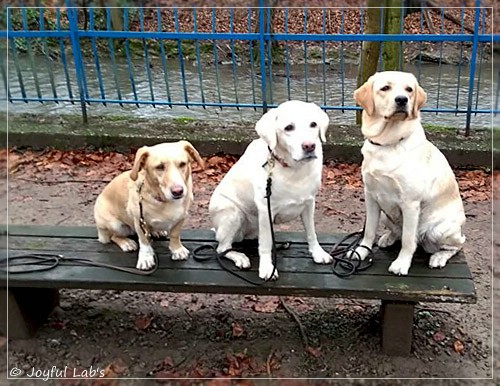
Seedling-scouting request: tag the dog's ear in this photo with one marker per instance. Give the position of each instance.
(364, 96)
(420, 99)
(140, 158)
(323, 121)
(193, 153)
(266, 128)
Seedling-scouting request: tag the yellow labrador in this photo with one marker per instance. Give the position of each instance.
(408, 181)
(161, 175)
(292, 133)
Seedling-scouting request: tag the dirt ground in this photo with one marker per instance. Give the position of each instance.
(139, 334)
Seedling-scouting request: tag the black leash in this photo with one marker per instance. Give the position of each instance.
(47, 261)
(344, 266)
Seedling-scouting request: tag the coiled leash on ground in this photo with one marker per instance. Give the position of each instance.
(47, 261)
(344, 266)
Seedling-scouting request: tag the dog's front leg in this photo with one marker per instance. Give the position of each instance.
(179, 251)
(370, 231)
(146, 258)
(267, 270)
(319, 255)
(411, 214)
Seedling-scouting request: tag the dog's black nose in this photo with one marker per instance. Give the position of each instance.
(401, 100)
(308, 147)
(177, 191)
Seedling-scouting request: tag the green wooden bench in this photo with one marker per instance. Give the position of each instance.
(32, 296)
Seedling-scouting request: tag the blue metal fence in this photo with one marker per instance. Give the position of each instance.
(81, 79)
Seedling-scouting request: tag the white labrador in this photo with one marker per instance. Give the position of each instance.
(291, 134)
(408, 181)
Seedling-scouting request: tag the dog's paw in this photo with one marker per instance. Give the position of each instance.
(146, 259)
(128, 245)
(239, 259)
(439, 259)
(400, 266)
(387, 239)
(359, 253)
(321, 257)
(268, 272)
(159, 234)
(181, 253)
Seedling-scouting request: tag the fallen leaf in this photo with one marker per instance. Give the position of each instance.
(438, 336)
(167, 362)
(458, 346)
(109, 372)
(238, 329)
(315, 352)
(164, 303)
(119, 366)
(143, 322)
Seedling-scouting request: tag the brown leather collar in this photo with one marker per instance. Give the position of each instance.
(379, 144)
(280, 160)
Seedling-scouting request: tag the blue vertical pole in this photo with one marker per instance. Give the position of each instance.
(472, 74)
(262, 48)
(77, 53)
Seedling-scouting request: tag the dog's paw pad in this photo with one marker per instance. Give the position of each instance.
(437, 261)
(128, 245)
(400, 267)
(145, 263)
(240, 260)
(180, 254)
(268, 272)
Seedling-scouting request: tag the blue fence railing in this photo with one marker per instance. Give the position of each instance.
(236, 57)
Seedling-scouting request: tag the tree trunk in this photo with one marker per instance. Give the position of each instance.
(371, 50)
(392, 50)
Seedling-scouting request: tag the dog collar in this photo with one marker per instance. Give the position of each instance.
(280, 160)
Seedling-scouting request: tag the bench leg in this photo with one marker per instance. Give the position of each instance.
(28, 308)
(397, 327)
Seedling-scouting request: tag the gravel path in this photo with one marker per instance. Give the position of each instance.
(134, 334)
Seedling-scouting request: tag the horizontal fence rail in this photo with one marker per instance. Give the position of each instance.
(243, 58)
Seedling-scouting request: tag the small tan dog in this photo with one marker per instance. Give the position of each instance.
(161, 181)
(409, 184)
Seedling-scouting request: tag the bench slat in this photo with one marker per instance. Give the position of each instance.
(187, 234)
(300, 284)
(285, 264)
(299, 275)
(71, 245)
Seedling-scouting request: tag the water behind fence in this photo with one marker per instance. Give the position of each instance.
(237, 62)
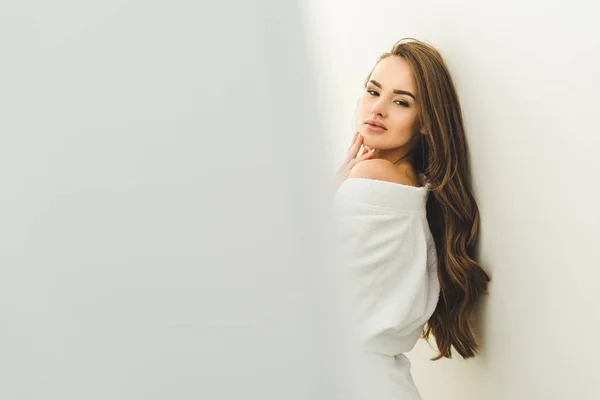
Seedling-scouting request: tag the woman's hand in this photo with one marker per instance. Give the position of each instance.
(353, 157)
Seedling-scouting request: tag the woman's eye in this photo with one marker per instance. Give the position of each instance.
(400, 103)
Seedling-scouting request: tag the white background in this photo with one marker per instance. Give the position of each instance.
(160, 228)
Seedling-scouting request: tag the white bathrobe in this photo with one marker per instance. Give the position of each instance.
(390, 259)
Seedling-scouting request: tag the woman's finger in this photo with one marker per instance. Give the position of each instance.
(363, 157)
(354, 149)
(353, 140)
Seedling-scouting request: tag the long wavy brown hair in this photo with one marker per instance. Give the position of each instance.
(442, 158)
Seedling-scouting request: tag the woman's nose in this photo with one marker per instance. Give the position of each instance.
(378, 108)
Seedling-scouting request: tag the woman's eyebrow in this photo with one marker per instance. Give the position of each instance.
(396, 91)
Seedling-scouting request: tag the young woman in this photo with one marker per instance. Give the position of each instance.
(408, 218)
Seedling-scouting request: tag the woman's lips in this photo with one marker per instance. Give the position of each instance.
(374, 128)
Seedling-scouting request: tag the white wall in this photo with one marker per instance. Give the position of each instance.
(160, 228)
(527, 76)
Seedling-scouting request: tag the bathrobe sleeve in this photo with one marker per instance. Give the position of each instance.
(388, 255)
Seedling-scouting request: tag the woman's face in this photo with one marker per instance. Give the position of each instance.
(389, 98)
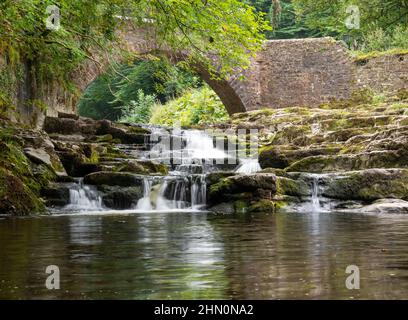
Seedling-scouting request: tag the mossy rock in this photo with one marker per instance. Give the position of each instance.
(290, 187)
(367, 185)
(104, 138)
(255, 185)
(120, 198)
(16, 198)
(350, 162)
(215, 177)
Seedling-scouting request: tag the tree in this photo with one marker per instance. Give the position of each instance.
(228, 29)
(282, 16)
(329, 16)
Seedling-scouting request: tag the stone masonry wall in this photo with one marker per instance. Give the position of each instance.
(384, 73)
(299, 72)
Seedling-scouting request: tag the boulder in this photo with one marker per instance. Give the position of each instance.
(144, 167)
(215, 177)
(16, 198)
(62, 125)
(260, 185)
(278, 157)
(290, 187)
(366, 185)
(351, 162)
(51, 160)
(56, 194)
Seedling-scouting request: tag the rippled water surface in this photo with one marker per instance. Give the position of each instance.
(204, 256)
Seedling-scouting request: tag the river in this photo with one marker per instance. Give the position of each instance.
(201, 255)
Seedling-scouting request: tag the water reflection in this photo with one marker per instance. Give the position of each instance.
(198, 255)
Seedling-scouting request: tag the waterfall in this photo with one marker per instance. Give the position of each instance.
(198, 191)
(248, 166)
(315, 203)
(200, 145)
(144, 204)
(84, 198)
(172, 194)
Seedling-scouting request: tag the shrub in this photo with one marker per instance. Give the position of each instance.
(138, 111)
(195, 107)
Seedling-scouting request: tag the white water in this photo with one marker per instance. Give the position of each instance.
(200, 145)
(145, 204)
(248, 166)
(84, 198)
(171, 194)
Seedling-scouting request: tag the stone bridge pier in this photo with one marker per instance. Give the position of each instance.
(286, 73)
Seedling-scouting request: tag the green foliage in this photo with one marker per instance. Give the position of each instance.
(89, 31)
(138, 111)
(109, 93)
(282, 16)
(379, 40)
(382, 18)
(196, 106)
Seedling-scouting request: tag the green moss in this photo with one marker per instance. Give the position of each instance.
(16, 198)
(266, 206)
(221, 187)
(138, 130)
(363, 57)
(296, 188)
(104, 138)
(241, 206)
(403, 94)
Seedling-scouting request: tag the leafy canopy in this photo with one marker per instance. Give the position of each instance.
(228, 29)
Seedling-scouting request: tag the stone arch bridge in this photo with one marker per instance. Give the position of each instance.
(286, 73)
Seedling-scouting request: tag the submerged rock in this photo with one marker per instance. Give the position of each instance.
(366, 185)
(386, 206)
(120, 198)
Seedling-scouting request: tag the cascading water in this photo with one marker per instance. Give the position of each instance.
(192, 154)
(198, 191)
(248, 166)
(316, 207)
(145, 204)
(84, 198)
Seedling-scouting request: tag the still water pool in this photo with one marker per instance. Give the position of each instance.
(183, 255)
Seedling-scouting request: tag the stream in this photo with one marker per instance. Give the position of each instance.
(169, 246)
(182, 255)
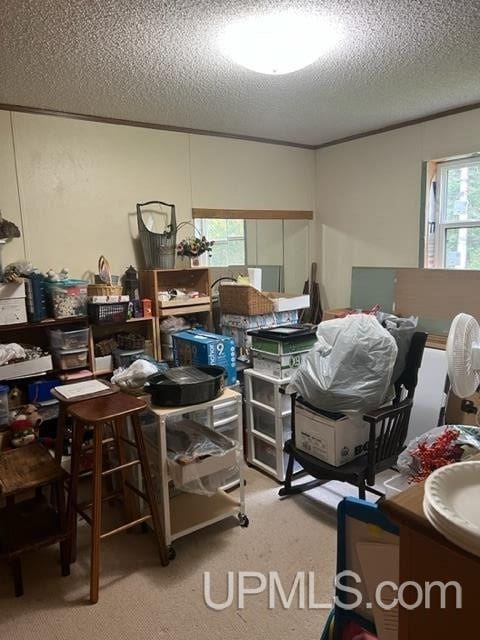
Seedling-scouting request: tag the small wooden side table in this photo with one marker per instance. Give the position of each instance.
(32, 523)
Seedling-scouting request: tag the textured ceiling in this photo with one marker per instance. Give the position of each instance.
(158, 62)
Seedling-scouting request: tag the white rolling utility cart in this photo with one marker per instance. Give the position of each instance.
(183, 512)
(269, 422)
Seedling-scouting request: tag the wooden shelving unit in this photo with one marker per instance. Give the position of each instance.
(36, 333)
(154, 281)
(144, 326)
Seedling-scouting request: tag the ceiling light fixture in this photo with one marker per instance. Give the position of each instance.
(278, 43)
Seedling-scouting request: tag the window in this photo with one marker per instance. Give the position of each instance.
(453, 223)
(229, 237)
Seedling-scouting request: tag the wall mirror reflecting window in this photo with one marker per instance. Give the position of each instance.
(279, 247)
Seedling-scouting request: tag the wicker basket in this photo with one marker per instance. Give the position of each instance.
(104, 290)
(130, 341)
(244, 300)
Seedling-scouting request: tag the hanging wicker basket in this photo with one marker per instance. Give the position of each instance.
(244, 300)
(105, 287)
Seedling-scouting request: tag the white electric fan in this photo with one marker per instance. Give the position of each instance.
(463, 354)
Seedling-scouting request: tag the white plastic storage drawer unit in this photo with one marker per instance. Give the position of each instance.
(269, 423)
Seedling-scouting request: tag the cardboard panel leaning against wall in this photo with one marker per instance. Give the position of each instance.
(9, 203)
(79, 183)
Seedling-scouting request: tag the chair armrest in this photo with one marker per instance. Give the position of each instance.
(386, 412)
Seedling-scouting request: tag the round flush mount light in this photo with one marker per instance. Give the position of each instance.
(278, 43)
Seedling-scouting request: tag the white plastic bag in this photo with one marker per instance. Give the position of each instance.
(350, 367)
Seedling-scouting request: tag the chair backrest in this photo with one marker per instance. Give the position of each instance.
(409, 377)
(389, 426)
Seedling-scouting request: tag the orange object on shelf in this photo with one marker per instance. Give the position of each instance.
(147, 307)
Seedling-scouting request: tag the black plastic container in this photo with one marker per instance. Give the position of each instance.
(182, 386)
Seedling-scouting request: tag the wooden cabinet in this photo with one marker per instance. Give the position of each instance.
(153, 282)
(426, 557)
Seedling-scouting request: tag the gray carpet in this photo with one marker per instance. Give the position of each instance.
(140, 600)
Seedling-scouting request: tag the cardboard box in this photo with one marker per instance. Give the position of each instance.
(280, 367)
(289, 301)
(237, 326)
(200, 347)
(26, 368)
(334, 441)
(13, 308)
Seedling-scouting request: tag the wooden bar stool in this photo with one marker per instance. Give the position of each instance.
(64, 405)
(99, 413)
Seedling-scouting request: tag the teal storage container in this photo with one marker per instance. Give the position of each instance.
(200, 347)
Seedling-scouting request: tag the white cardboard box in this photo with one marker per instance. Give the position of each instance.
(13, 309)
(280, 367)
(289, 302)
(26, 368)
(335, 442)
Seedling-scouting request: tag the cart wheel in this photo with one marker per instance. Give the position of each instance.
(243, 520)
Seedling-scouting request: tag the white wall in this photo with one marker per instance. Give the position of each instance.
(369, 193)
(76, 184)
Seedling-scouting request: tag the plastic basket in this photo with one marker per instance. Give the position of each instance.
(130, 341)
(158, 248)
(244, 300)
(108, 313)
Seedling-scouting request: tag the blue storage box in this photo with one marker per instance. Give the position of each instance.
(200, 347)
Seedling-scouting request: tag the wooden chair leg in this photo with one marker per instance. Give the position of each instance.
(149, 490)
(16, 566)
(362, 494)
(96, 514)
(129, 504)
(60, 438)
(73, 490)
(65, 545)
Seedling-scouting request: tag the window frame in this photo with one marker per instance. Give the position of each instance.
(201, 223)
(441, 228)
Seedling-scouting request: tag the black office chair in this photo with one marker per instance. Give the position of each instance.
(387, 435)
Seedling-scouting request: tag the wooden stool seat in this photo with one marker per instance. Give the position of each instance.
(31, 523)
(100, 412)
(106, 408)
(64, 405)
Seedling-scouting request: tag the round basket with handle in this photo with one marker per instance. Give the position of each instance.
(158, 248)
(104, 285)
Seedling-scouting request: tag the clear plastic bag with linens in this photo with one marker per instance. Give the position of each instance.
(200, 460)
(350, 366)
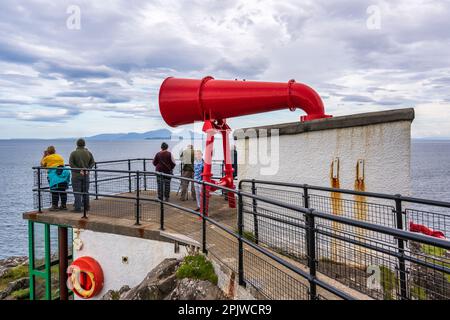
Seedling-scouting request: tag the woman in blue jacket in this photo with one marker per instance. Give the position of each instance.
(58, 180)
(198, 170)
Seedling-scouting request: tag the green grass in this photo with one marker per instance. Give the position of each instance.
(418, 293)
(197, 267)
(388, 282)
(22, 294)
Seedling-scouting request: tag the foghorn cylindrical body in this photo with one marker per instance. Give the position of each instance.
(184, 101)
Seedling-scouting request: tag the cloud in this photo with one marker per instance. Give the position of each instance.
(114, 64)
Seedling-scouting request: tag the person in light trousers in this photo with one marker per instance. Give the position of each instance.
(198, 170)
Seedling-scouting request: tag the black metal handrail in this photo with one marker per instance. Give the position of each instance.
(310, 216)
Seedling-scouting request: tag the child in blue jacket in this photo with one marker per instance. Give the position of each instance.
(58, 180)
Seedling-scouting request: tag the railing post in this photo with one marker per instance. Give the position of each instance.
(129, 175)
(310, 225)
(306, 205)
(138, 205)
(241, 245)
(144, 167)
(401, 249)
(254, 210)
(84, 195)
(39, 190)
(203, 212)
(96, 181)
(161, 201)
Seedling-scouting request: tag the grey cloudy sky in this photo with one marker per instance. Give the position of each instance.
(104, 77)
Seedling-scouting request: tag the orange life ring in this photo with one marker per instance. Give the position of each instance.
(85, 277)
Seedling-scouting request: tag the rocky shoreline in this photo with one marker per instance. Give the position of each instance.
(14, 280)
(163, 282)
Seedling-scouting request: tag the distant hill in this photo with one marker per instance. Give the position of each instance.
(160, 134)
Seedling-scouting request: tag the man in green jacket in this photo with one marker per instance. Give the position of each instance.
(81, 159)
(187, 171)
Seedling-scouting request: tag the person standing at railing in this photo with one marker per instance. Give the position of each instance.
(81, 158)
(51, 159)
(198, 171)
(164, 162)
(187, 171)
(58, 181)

● ● ● ● ●

◆ **REQUEST**
Give back, unchanged, every line from the one with "Seedling-scouting request: tag the cloud" to the end of the entries above.

◆ **EXPECTED OUTPUT**
Seedling-scouting request: tag the cloud in this photo with one marker per instance. Give the position of each instance.
(114, 64)
Seedling-scouting request: tag the person in light trousers in this photo with one marker per instance. Give the position of each instance.
(198, 170)
Seedling-scouting request: tag the black metal handrail in this photo with one marker per instance. Give the position of each instance.
(310, 216)
Seedling-scouting request: tag the child in blue jacket in this photo with one marker per instance. Give the position of each instance.
(58, 180)
Seedling-scouting request: tag the railing post in this photo with one marker per instance. Give the position of each instance.
(129, 175)
(310, 225)
(306, 205)
(138, 205)
(241, 245)
(144, 167)
(401, 249)
(254, 210)
(84, 195)
(39, 190)
(203, 212)
(96, 181)
(161, 201)
Seedling-scouting request: tag the grey cloudy sky in this photo with one marker per instance. Give the position of each instance.
(104, 77)
Seedling-scouting request: tag the orange life ring in this photo with one marker per instance. Give the position of each instance.
(85, 277)
Seedling-scouting request: tag the rocky shoreline in this photo with one marker per instance. Give the position of each instance.
(14, 280)
(163, 282)
Seedling-scouting request: tag the distant hill in this photo with one marker per instance. Give the position of each instance.
(160, 134)
Seedling-scouting request: tag the man in green jacket in this photo with one marker per instance. Give the position of each instance.
(81, 159)
(187, 171)
Seedling-scouting request: tag the person standing at railing in this photo with one marker per instance. Give the position of each instance.
(81, 158)
(51, 159)
(198, 171)
(164, 162)
(187, 171)
(58, 181)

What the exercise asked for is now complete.